SET EXERCISE: Give back only the lines from the one with "gate. Keep to one point per instance." through the last line of the data, exactly as they appear.

(Pointing and labeling entries)
===============
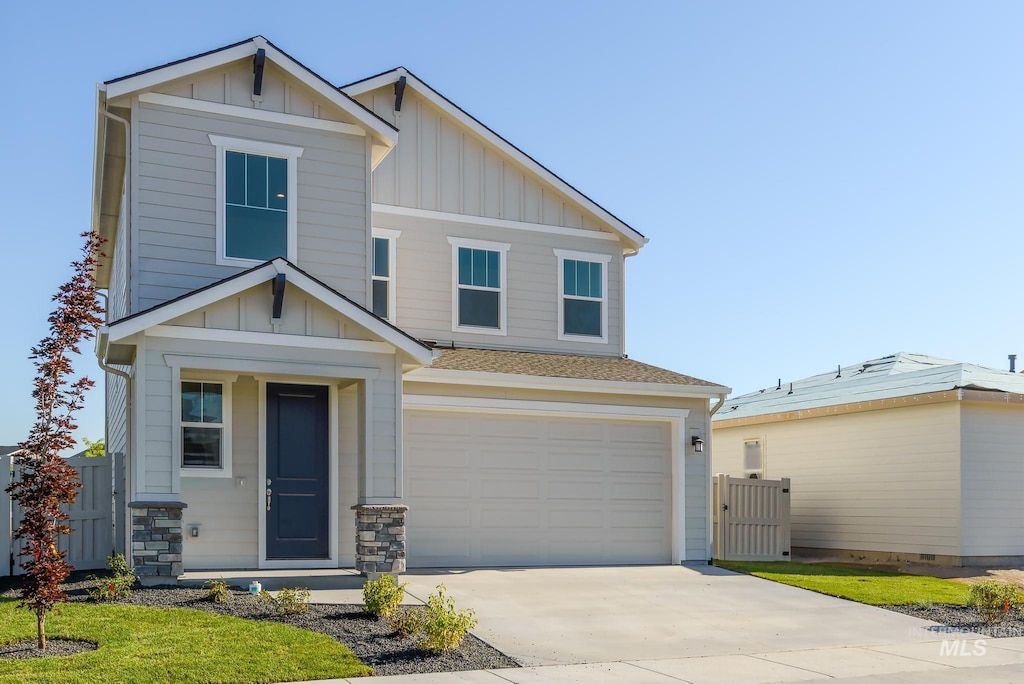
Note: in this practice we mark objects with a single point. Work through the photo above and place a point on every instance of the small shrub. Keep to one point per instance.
(216, 591)
(993, 599)
(408, 623)
(442, 627)
(116, 587)
(382, 597)
(288, 601)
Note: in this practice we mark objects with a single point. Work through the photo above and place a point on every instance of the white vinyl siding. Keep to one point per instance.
(494, 489)
(878, 480)
(992, 473)
(176, 191)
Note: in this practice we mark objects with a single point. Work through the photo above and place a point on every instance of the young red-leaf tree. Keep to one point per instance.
(46, 481)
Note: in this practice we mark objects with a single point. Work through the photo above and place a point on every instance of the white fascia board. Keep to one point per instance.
(148, 80)
(161, 315)
(629, 234)
(450, 217)
(523, 407)
(414, 349)
(562, 384)
(156, 77)
(249, 113)
(382, 130)
(121, 330)
(269, 339)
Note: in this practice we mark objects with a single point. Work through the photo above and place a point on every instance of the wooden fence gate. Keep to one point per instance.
(92, 539)
(752, 518)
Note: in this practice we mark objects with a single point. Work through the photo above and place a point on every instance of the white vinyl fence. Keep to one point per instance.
(92, 539)
(752, 518)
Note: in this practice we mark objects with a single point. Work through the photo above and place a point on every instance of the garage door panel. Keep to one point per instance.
(510, 488)
(637, 492)
(574, 461)
(510, 518)
(566, 489)
(443, 487)
(491, 490)
(505, 458)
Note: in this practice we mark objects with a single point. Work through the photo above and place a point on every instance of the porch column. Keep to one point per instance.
(156, 540)
(380, 539)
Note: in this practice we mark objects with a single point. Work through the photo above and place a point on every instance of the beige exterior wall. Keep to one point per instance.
(879, 480)
(424, 286)
(440, 166)
(992, 475)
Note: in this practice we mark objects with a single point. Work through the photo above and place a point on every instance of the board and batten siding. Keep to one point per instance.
(992, 474)
(440, 166)
(880, 480)
(175, 191)
(424, 267)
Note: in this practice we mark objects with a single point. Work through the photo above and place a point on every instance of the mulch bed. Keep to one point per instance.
===============
SOLUTION FOR THIS PROBLEM:
Note: in this practice we mark objects with a single point. Work through the photo above and place a point on every instance of the wooden fence gate. Keep to one point per instance.
(92, 539)
(752, 518)
Note: in this practice we mark objects with a single point. Work through the photo above and place a point on every instance of the white vinyl fence. Keep to one point per instance.
(92, 539)
(752, 518)
Note: in this practice we mark objects with a single point. Work through the photo above and place a point on every instance of the garage door panel. Keep to one point per instance.
(510, 488)
(637, 492)
(574, 461)
(510, 518)
(566, 489)
(443, 487)
(491, 490)
(505, 458)
Note: in this practice we mark objects with a single point. Work through the photo above and place a point on every instance of the porch column. Keep to one point per instance.
(156, 540)
(380, 539)
Note: in this practice we mark objects with a single point. Work through the photo above and place a point on every instance of the beige exterior wall. Keep to one point per instance.
(879, 480)
(424, 286)
(440, 166)
(992, 475)
Note: in this practice we mark objects with a single point. Work through the photo above and place a point on every instance of the board and batten siding. Keep to one point per instance.
(992, 474)
(440, 166)
(880, 480)
(175, 191)
(424, 267)
Note: in this practice we mark objects with a single point. Work through the photo above and place a point on every instance of the mulch bed. Keep to one point per instance.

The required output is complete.